*Do this*: Please convert the records below into a JSON list of strings, one string per line, skipping blank lines. Leave the pictures out of the answer.

*Information supplied*:
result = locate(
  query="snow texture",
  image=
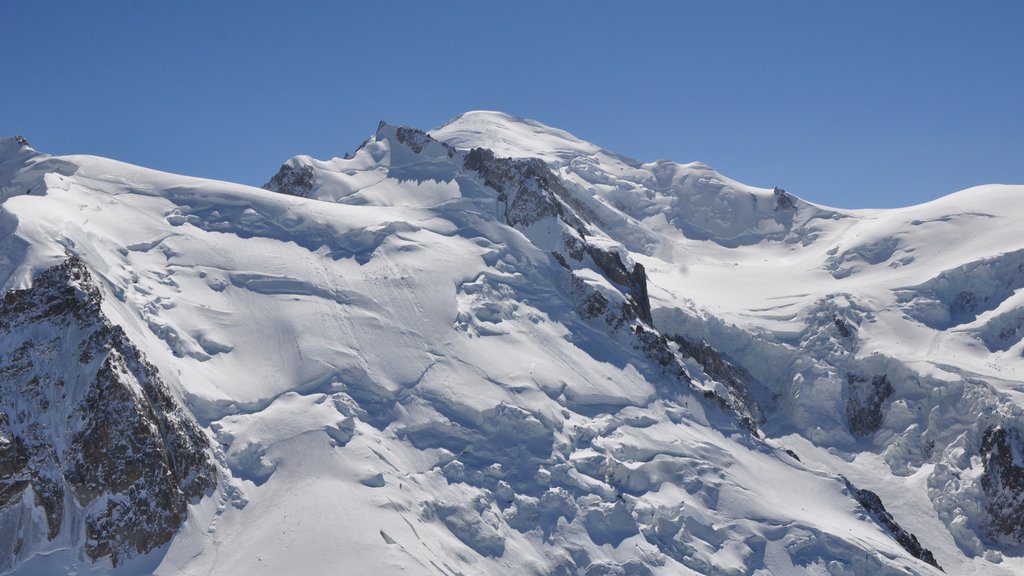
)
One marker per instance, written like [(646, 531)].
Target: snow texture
[(494, 347)]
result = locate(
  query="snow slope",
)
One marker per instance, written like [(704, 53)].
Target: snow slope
[(426, 360)]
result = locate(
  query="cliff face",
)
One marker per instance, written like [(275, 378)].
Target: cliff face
[(94, 451)]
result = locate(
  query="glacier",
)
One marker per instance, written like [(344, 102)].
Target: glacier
[(493, 347)]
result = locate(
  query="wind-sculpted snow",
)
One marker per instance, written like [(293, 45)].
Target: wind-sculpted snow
[(496, 348), (97, 455)]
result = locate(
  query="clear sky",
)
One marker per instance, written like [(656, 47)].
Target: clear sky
[(868, 104)]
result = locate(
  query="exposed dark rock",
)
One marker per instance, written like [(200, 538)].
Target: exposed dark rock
[(870, 501), (842, 327), (782, 200), (1003, 481), (417, 139), (293, 180), (525, 186), (736, 378), (611, 264), (863, 406), (102, 426)]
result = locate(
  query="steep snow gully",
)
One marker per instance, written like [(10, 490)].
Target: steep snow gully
[(496, 348)]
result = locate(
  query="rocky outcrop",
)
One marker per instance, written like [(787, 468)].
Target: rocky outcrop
[(1003, 481), (863, 407), (90, 438), (526, 187), (735, 378), (870, 501), (293, 179)]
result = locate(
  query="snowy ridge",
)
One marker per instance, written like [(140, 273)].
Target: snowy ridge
[(494, 347)]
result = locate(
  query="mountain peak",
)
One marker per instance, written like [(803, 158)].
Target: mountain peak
[(512, 136)]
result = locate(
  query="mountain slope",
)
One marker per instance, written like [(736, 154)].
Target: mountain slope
[(498, 348)]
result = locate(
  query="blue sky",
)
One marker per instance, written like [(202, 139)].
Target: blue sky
[(870, 104)]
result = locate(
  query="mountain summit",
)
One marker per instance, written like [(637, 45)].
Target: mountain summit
[(494, 347)]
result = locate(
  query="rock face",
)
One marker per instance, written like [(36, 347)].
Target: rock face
[(93, 448), (292, 179), (1003, 481), (870, 501), (863, 407)]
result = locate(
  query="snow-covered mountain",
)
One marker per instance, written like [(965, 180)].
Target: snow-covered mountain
[(496, 348)]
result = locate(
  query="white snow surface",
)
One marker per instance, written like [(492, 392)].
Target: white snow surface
[(394, 380)]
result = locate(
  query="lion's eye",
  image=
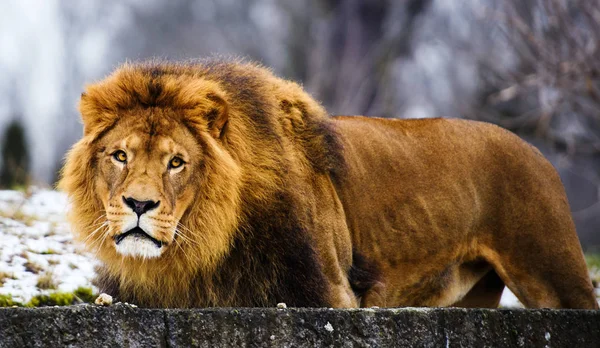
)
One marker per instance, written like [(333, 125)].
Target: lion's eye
[(120, 156), (176, 162)]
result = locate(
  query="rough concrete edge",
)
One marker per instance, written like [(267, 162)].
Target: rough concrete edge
[(434, 321)]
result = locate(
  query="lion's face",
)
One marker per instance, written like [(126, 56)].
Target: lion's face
[(145, 166)]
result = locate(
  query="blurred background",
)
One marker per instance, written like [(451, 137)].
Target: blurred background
[(530, 66)]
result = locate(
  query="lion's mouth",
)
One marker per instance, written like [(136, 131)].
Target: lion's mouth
[(139, 233)]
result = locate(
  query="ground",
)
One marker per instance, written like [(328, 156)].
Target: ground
[(38, 256)]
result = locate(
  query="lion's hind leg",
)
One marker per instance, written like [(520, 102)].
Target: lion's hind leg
[(485, 294), (557, 279)]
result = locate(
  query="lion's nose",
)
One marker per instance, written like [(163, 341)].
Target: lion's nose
[(140, 207)]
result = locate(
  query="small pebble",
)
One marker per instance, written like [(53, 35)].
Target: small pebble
[(103, 300)]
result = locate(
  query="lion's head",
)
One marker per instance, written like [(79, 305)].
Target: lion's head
[(151, 156), (180, 162)]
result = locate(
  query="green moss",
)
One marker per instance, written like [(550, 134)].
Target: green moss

*Problem solution*:
[
  "result = locate(",
  "  query=\"snow texture\",",
  "  image=",
  ")",
  "One marker per instance, written like [(646, 531)].",
  "Target: snow texture",
  "[(494, 347)]",
  "result = locate(",
  "  query=\"snow slope\",",
  ")",
  "One marker per instance, written like [(704, 53)].",
  "Target: snow slope",
  "[(426, 360)]",
  "result = locate(",
  "  query=\"cliff face\",",
  ")",
  "One marker per instance, written like [(275, 378)].",
  "Target: cliff face",
  "[(94, 451)]",
  "result = locate(",
  "  query=\"glacier\",",
  ")",
  "One marker per instance, written like [(344, 102)].",
  "Target: glacier",
  "[(493, 347)]",
  "result = locate(",
  "  query=\"wind-sculpted snow\",",
  ")",
  "One marker per instance, written like [(293, 45)].",
  "Target: wind-sculpted snow",
  "[(496, 348), (97, 455)]",
  "result = locate(",
  "  query=\"clear sky\",",
  ")",
  "One marker per instance, written like [(656, 47)].",
  "Target: clear sky",
  "[(868, 104)]",
  "result = locate(",
  "  query=\"exposed dark rock\",",
  ")",
  "One marker per instance, written like [(200, 538)].",
  "Target: exposed dark rock",
  "[(870, 501), (842, 327), (782, 200), (1003, 481), (417, 139), (293, 180), (525, 186), (736, 378), (611, 264), (863, 406), (102, 426)]",
  "result = locate(",
  "  query=\"steep snow gully\",",
  ")",
  "One marker per instance, written like [(10, 490)].",
  "Target: steep snow gully",
  "[(496, 348)]",
  "result = locate(",
  "  query=\"rocky outcrop\",",
  ")",
  "One marker per instance, written like [(787, 468)].",
  "Target: rocky outcrop",
  "[(1003, 481), (863, 407), (90, 438), (526, 187), (735, 378), (870, 501), (293, 179)]",
  "result = locate(",
  "  query=\"snowy ridge\",",
  ")",
  "One marker per instance, written like [(140, 273)].",
  "Target: snowy ridge",
  "[(494, 347)]",
  "result = locate(",
  "  query=\"mountain peak\",",
  ")",
  "One marker per instance, written like [(803, 158)].",
  "Target: mountain peak",
  "[(512, 136)]",
  "result = locate(",
  "  query=\"mountain slope\",",
  ")",
  "One marker per instance, written like [(736, 154)].",
  "Target: mountain slope",
  "[(498, 348)]",
  "result = locate(",
  "  query=\"blue sky\",",
  ")",
  "One marker per instance, written like [(202, 139)].",
  "Target: blue sky",
  "[(870, 104)]",
  "result = locate(",
  "  query=\"mountain summit\",",
  ")",
  "One marker per instance, written like [(637, 45)].",
  "Target: mountain summit",
  "[(494, 347)]",
  "result = locate(",
  "  query=\"rock face\",",
  ")",
  "One marker per instance, written like [(36, 347)].",
  "Target: rock face",
  "[(93, 448), (292, 179), (1003, 481), (870, 501), (863, 407)]",
  "result = locate(",
  "  query=\"snow-covered mountain\",",
  ")",
  "One marker per instance, written like [(965, 180)].",
  "Target: snow-covered mountain",
  "[(496, 348)]",
  "result = locate(",
  "  query=\"white snow surface\",",
  ")",
  "One marker per instance, written like [(492, 392)].",
  "Target: white snow surface",
  "[(394, 380)]",
  "result = locate(",
  "  query=\"lion's eye\",",
  "  image=",
  ")",
  "One marker per instance, written like [(333, 125)].",
  "Target: lion's eye",
  "[(120, 156), (176, 162)]",
  "result = locate(",
  "  query=\"rough concrete edge\",",
  ")",
  "One marker per instance, written like [(267, 162)].",
  "Target: rough concrete edge",
  "[(434, 321)]",
  "result = locate(",
  "  query=\"lion's face\",",
  ")",
  "One marker per instance, written like [(126, 56)].",
  "Target: lion's face",
  "[(145, 166)]",
  "result = locate(",
  "  query=\"blurred background\",",
  ")",
  "One marker per instance, written like [(451, 137)].",
  "Target: blurred background",
  "[(530, 66)]",
  "result = locate(",
  "  query=\"lion's mouth\",",
  ")",
  "One marker per instance, written like [(136, 131)].",
  "Target: lion's mouth",
  "[(139, 233)]",
  "result = locate(",
  "  query=\"ground\",",
  ")",
  "One marker per instance, written like [(328, 156)].",
  "Target: ground",
  "[(38, 256)]",
  "result = locate(",
  "  query=\"lion's hind leg\",",
  ")",
  "One marker per instance, written like [(520, 102)].",
  "Target: lion's hind leg",
  "[(485, 294), (557, 279)]",
  "result = locate(",
  "  query=\"lion's nose\",",
  ")",
  "One marker per instance, written like [(163, 341)].",
  "Target: lion's nose",
  "[(140, 207)]",
  "result = locate(",
  "  query=\"small pebble\",",
  ")",
  "One marker per instance, written like [(53, 35)].",
  "Target: small pebble",
  "[(103, 300)]",
  "result = locate(",
  "  query=\"lion's head\",",
  ")",
  "One marker per instance, written like [(79, 305)].",
  "Target: lion's head",
  "[(151, 156), (180, 162)]",
  "result = locate(",
  "  query=\"green moss\",",
  ")",
  "One marker per instance, written like [(550, 134)].",
  "Target: green moss"
]